▶ **What to produce**
Please reproduce the passage of the Dublin teachers article from "Union members said" up to and including "under district policy.", word for word.

[[ Given text open ]]

Educators employed within the Dublin Unified School District spoke out at a recent school board meeting against a district policy they see as "suppressing" teachers' voices.
Members of the Dublin Teachers Association, an organization that represents certified teachers, appeared in person at the Nov. 15 board meeting to comment mainly about a district-wide code that they claim effectively silences teacher views. But because the meeting was not livestreamed due to a previous district decision, the board voted 4-1 to hold further DTA-related discussions to an upcoming meeting that will feature a livestream.
"Our freedoms are under attack by the DUSD Board of Trustees and Superintendent Funk. We care deeply about our students, and we are working hard to come to a swift agreement without illegal interference in discussing the best interests of our students," DTA co-president Laurie Sargent in a press release issued by the California Teachers Association shortly before last week's meeting.
Union members said they have previously filed five unfair practice charges against current Superintendent Chris Funk -- details of which have not yet been revealed publicly.
"We are asking management to start partnering with educators so we can come to a strong agreement that benefits our students, without illegally interfering with our right to speak up about these matters," Sargent added.
Regular in-person DUSD board meetings are to be livestreamed, recorded and posted publicly, under district policy.

[[ Given text closed ]]
[[ Material shown open ]]

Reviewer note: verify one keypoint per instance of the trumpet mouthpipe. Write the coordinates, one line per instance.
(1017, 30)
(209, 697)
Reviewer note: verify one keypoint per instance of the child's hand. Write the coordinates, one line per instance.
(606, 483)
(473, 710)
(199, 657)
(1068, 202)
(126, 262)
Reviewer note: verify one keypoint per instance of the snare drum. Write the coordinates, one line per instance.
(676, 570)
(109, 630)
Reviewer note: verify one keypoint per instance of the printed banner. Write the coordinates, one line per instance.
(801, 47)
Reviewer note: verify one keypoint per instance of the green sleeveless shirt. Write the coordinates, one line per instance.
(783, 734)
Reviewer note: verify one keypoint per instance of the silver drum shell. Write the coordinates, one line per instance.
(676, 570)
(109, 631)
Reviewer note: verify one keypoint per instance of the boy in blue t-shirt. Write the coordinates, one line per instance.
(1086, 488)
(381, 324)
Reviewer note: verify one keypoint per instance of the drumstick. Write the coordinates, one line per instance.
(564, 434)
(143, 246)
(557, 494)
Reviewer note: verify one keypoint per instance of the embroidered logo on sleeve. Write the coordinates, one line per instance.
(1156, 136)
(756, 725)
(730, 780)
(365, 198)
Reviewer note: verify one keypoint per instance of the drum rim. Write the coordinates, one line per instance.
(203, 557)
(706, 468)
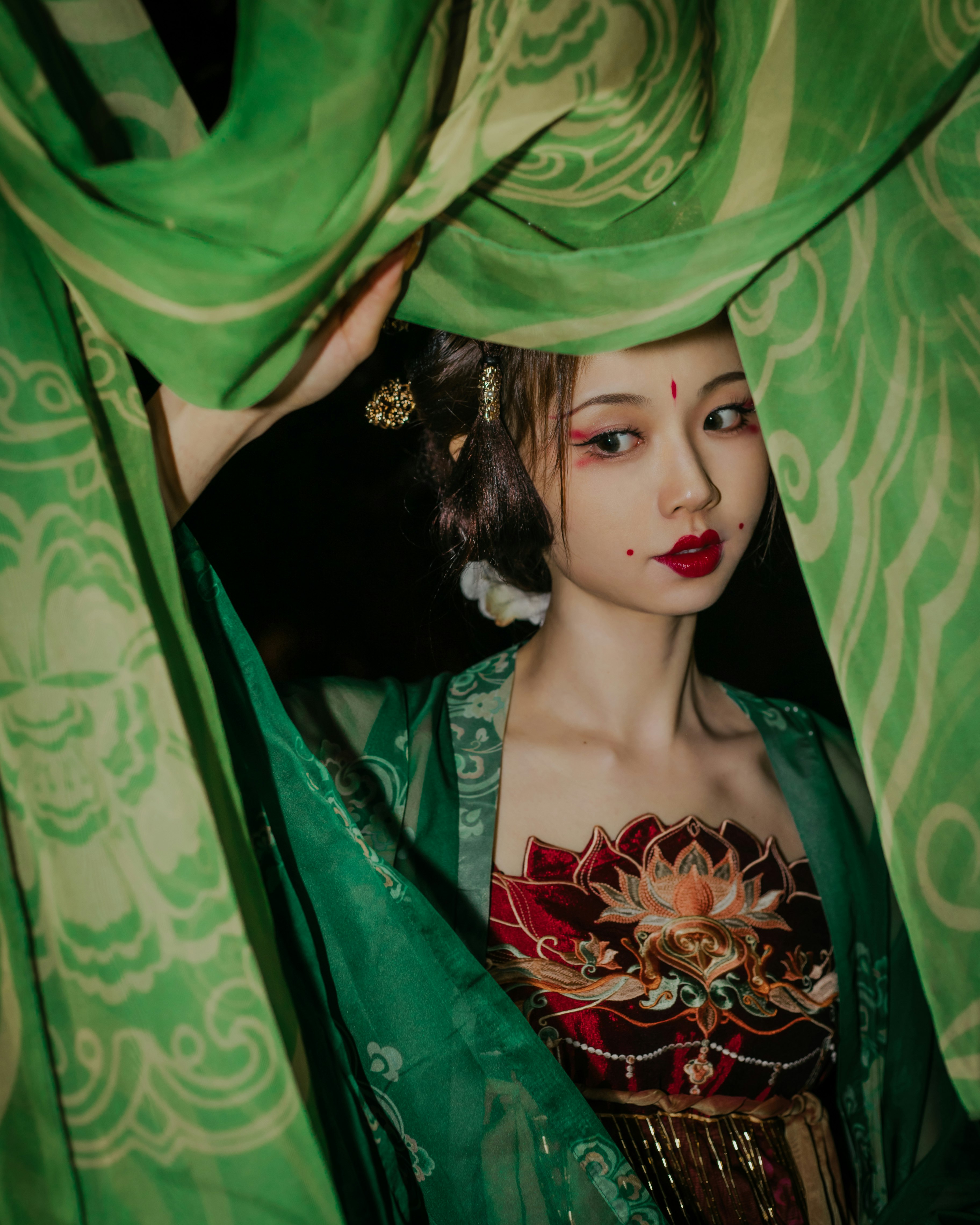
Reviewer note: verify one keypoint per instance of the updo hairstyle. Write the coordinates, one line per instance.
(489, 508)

[[ Material shown closed ]]
[[ Material shown open ]]

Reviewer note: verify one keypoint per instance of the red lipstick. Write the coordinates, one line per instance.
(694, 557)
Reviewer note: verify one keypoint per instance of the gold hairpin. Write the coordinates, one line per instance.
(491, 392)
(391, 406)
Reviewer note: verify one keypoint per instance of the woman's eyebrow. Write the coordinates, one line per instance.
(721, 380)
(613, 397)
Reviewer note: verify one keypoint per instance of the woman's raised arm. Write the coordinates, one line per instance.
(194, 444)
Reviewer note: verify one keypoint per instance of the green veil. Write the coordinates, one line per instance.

[[ Material shown closed ]]
[[ Material shown open ]]

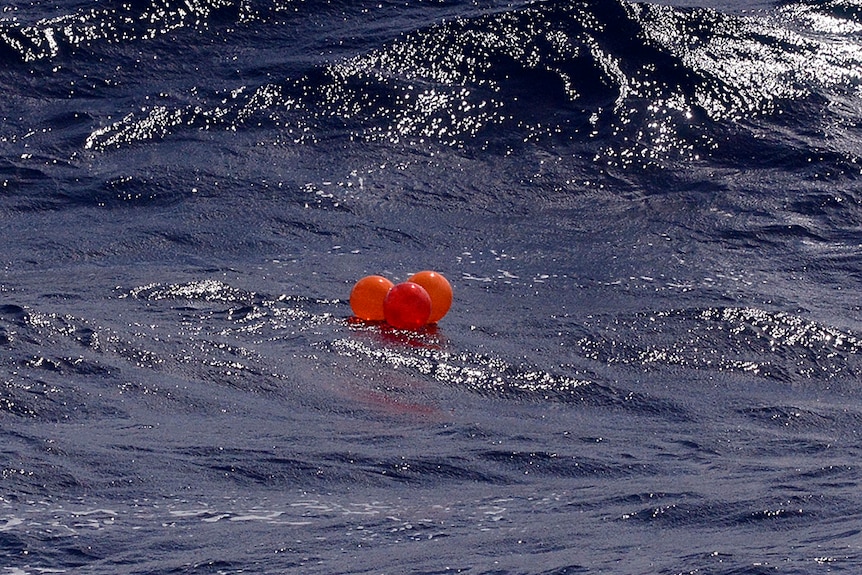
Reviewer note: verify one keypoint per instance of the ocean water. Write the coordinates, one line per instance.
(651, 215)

[[ Material shown closed ]]

▶ **Result for this task**
Union members said they have previously filed five unfair practice charges against current Superintendent Chris Funk -- details of which have not yet been revealed publicly.
"We are asking management to start partnering with educators so we can come to a strong agreement that benefits our students, without illegally interfering with our right to speak up about these matters," Sargent added.
Regular in-person DUSD board meetings are to be livestreamed, recorded and posted publicly, under district policy.